### Article
GoogleCloudPlatform / appengine-python-standard

Google App Engine services SDK for Python 3
Apache License 2.0
70 stars 47 forks source link

ndb.PickleProperty UnicodeDecodeError: 'ascii' codec can't decode byte with NDB_USE_CROSS_COMPATIBLE_PICKLE_PROTOCOL #111

Open kaansoral opened 9 months ago

kaansoral commented 9 months ago

Expected Behavior

No decode issues

Actual Behavior

Decode issues

Steps to Reproduce the Problem

  1. set NDB_USE_CROSS_COMPATIBLE_PICKLE_PROTOCOL:True in app.yaml
  2. Have a ndb.PickleProperty in python27
  3. Access the ndb.PickleProperty in python312
  4. File "/layers/google.python.pip/pip/lib/python3.12/site-packages/google/appengine/ext/ndb/model.py", line 1913, in _from_base_type UnicodeDecodeError: 'ascii' codec can't decode byte 0xe6 in position 1: ordinal not in range(128)

### Record set
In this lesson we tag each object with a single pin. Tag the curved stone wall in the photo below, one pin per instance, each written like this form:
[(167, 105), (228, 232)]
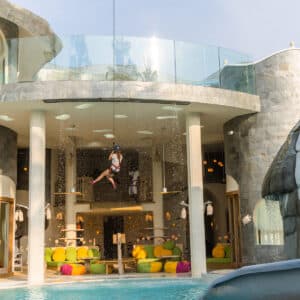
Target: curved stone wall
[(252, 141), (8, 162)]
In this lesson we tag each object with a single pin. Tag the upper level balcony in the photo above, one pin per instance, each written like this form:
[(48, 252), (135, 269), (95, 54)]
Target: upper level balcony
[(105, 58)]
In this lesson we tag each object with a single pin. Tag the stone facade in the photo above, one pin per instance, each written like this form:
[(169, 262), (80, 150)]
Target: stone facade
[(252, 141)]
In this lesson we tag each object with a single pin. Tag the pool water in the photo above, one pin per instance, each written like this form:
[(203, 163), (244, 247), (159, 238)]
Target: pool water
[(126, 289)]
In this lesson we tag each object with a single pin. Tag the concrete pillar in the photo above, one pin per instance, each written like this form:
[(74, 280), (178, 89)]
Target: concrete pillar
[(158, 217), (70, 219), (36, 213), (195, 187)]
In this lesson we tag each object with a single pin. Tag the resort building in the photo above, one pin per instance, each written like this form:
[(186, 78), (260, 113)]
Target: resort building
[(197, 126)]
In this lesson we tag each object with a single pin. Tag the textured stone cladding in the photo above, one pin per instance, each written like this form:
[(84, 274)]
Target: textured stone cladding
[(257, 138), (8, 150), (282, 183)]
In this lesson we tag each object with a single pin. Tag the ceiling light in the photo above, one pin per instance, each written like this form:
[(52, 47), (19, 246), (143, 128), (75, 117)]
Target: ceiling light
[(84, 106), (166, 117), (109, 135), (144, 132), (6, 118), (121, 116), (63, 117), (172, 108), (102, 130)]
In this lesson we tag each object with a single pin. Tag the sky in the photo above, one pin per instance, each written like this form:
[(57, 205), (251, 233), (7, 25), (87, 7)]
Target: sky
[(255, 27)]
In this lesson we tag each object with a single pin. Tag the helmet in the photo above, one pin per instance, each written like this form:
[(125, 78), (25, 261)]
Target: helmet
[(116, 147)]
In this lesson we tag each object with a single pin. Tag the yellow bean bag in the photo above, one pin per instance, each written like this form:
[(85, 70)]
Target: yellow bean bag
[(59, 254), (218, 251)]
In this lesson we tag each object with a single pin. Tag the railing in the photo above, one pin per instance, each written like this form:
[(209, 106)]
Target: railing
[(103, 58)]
* * *
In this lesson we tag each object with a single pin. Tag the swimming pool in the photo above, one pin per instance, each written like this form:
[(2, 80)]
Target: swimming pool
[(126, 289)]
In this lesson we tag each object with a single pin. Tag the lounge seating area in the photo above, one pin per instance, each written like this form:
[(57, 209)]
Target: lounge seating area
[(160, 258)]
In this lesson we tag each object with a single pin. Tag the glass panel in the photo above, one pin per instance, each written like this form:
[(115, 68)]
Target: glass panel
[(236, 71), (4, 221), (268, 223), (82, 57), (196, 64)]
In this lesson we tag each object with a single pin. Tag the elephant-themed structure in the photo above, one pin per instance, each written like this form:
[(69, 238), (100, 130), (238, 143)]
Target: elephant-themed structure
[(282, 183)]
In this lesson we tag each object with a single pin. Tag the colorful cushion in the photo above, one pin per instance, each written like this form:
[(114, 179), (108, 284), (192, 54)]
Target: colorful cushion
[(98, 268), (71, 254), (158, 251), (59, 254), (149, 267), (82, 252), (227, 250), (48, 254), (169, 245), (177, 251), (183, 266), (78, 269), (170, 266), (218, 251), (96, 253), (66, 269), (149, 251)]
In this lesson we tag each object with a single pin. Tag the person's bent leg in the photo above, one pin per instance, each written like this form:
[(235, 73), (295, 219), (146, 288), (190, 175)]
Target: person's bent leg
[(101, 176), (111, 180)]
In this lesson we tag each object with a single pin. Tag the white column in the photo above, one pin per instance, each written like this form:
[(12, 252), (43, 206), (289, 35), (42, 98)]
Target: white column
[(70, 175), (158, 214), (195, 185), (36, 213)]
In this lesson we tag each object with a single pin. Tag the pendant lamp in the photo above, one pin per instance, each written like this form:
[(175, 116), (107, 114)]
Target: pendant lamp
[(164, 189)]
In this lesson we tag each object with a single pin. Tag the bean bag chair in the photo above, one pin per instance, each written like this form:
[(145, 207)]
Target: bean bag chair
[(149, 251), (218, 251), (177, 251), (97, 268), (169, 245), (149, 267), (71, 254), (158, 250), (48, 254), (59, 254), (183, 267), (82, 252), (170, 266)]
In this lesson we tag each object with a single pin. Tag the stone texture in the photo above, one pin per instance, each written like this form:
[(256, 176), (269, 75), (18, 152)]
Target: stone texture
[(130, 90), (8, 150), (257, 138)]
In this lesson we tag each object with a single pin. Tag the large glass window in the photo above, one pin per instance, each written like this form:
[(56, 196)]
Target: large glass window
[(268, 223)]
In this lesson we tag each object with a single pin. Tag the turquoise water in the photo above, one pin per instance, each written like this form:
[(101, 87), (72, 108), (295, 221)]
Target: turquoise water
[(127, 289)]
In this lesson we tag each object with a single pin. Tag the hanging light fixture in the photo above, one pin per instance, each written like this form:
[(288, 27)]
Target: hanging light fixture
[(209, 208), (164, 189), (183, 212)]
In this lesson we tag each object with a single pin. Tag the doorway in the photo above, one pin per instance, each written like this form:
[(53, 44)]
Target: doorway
---
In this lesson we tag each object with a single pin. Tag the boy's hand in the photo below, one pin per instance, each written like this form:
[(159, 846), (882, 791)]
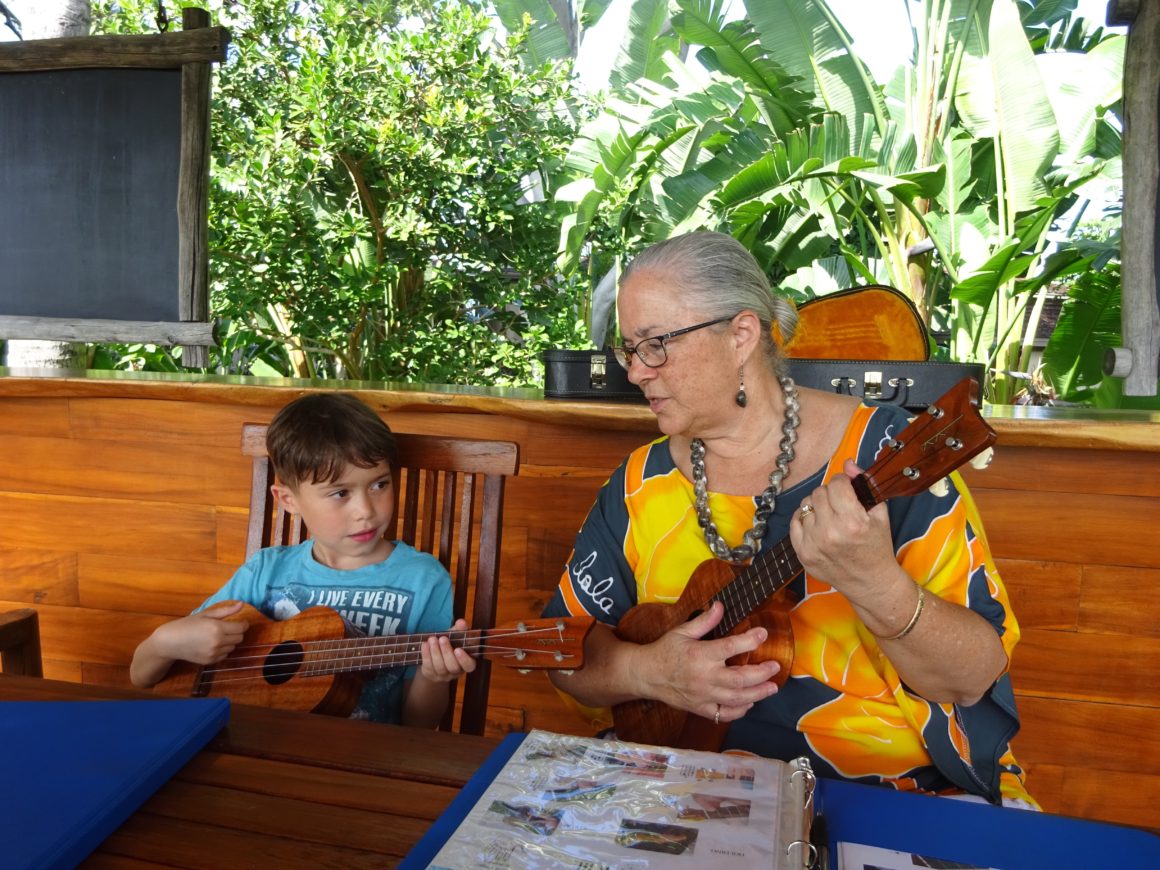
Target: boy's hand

### Required actions
[A] According to the issue, at which line of model.py is the UnicodeDecodeError raised?
[B] Summarize the issue in two sentences.
The listing has no connection to the issue.

### Solutions in order
[A] Line 1913, in _from_base_type.

[B] With NDB_USE_CROSS_COMPATIBLE_PICKLE_PROTOCOL set to True in app.yaml, accessing in Python 3.12 an ndb.PickleProperty that exists in Python 2.7 raises "UnicodeDecodeError: 'ascii' codec can't decode byte 0xe6 in position 1." The error comes from _from_base_type at line 1913 of the NDB model.py file, while the expected behavior is no decode issues.